PASSAGE FOR REVIEW:
If you still want critical illness cover after claiming, you can take out another policy. To do this, contact your insurer to see what they can offer you. Or get another quote.
If you reach the end of your life insurance cover term without claiming on your critical illness policy, your coverage will simply end. You won’t be able to get back what you’ve paid in premiums.
The same is true if you pass away during your cover period without having claimed for a critical illness. Your loved ones will get your life insurance pay-out, but they won’t get back what you’ve paid in critical illness cover premiums.
Even so, the peace of mind that critical illness insurance can bring is often worth the extra you’ll pay in premiums. Cover can vary between insurance providers, so it's important to check the level of cover that your policy provides.
Both income protection insurance and critical illness cover can help keep you afloat if you’re ill or injured. But they work in very different ways.
Where critical illness insurance pays out a lump sum to help you focus on your recovery if you become severely ill, income protection is designed to cover your outgoings if you suffer a milder illness or injury. It pays a portion of your salary to help you maintain your standard of living while you’re on the mend. If you have a physically demanding job, but hurt your back and can’t work, for example, income protection can help bridge the gap until you’re fit to work again.
Critical illness cover is designed to ease the financial burden of a life-changing illness or injury, taking some of the stress out of an already stressful situation. What policy you choose to take out depends on what you want to be covered for.
Yes. Some critical illness policies will cover your children at no extra cost. Others may ask you to pay a little extra to cover them.
Cover for a child works in much the same way as an adult. If your child is injured or develops a serious condition, your policy will pay out. But the amount you’ll receive is usually lower for a child than for yourself, with the maximum being around £25,000. This can still help ease some of the financial burden of having a seriously ill child, giving you some breathing space to focus on what really matters – them.

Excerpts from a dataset
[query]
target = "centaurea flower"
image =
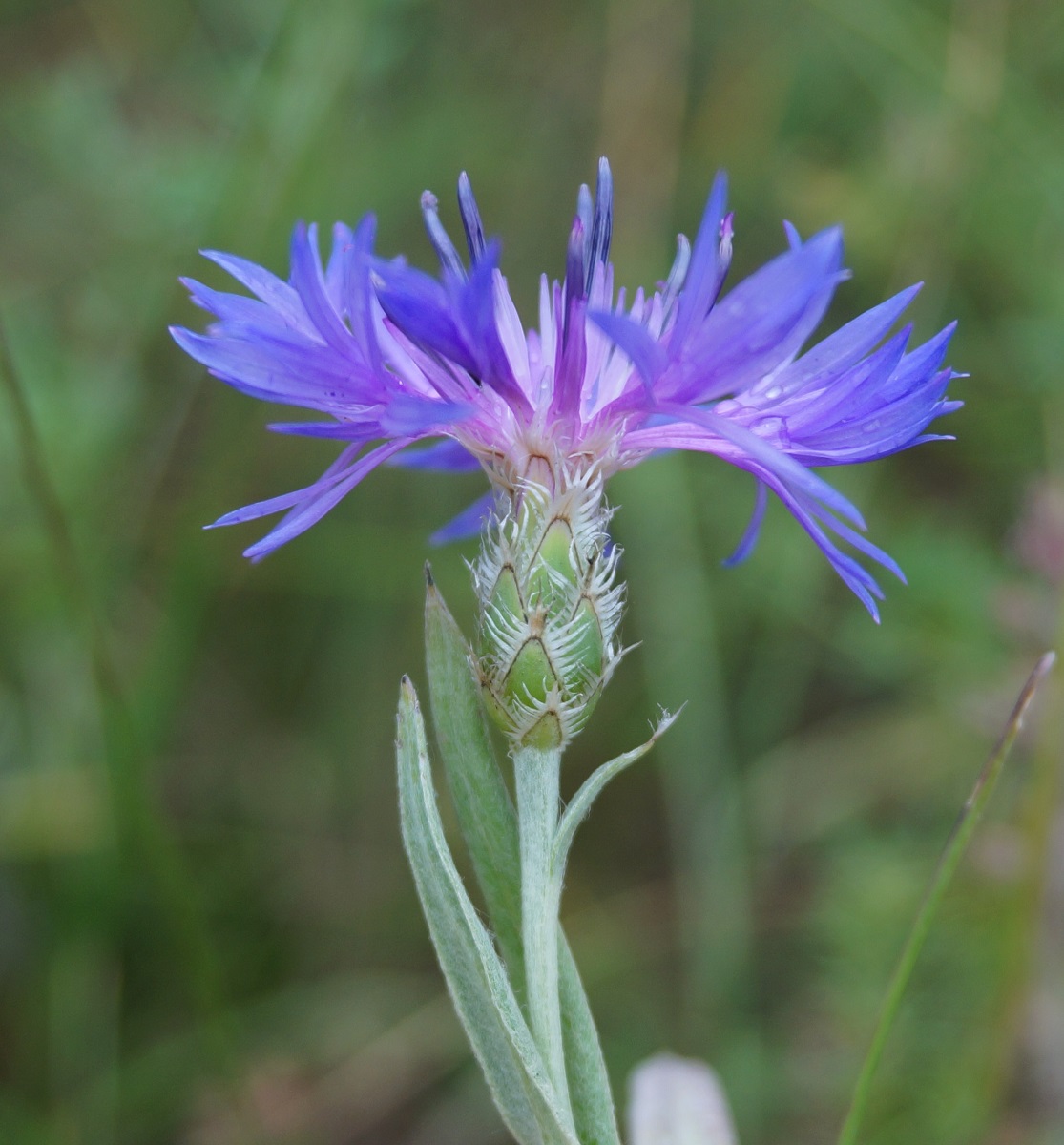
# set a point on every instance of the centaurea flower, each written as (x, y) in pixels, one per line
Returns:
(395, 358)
* * *
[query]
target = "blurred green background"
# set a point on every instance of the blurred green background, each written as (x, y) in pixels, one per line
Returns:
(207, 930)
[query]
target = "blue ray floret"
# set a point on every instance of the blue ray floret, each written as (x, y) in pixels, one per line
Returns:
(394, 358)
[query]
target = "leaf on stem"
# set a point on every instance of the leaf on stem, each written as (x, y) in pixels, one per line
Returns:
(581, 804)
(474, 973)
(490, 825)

THE PROBLEM: Translate this sentence from the passage on critical illness cover above into Spanish: "Both income protection insurance and critical illness cover can help keep you afloat if you’re ill or injured."

WORKED SOLUTION: Tanto el seguro de protección de ingresos como la cobertura por enfermedad grave pueden ayudarte a mantenerte a flote si sufres una enfermedad o una lesión.